Good morning and welcome to Spire's Fiscal 2025 Year End Earnings Conference Call. All participants will be in listen-only mode. Should you need assistance, please signal a conference specialist followed by 0. Please note this event is being recorded. I would now like to turn the conference over to Megan McPhail, Managing Director, Investor. Please go ahead.

Megan L. McPhail

Management

Good morning, and welcome to Spire's fiscal 2025 year-end earnings call. On the call with me today is Scott Doyle, President and CEO, and Adam Woodard, Executive Vice President and CFO. We issued an earnings news release this morning, and you may access it on our website at spireenergy.com under newsroom. There is a slide presentation that accompanies our webcast that can be downloaded from our website under Investors, then Events and Presentations. Before we begin, let me cover our safe harbor statement and use of non-GAAP earnings measures. Today's call, including responses to questions, may contain forward-looking statements within the meaning of the Private Securities Litigation Reform Act of 1995. Although our forward-looking statements are based on reasonable assumptions, there are various uncertainties and risk factors that may cause future performance or results to be different than those anticipated. These risks and uncertainties are outlined in our quarterly and annual filings with the SEC. In our comments, we will be discussing non-GAAP measures used by management when evaluating our performance and results of operations. Explanations and reconciliations of these measures to their GAAP counterparts are contained in both our news release and slide presentation. Now here's Scott, who will start on page four of the presentation. Thanks, Megan, and good morning, everyone.

Supplied records →

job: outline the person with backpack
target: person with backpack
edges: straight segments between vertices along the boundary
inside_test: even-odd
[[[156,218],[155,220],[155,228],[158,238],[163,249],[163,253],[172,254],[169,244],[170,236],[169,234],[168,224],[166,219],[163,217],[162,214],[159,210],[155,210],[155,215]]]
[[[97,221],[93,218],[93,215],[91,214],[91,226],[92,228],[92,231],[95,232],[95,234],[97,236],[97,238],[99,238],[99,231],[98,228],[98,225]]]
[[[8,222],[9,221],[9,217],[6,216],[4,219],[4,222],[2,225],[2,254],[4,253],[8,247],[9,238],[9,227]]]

Problems to solve →
(a) Retype the earnings call transcript from "Good morning and" to "Please go ahead.".
(b) Rewrite the rows above, changing every "backpack" to "suitcase" and leaving everything else in them unchanged.

Responses in order →
(a)
Good morning and welcome to Spire's Fiscal 2025 Year End Earnings Conference Call. All participants will be in listen-only mode. Should you need assistance, please signal a conference specialist followed by 0. Please note this event is being recorded. I would now like to turn the conference over to Megan McPhail, Managing Director, Investor. Please go ahead.

(b)
job: outline the person with suitcase
target: person with suitcase
edges: straight segments between vertices along the boundary
inside_test: even-odd
[[[156,218],[155,220],[155,228],[158,238],[163,249],[163,253],[172,254],[169,244],[170,236],[169,234],[168,224],[166,219],[163,217],[162,214],[159,210],[155,210],[155,215]]]
[[[97,221],[93,218],[93,215],[91,214],[91,226],[92,228],[92,231],[95,232],[95,234],[97,236],[97,238],[99,238],[99,231],[98,228],[98,225]]]
[[[8,222],[9,221],[9,217],[6,216],[4,219],[4,222],[2,225],[2,254],[4,253],[8,247],[9,238],[9,227]]]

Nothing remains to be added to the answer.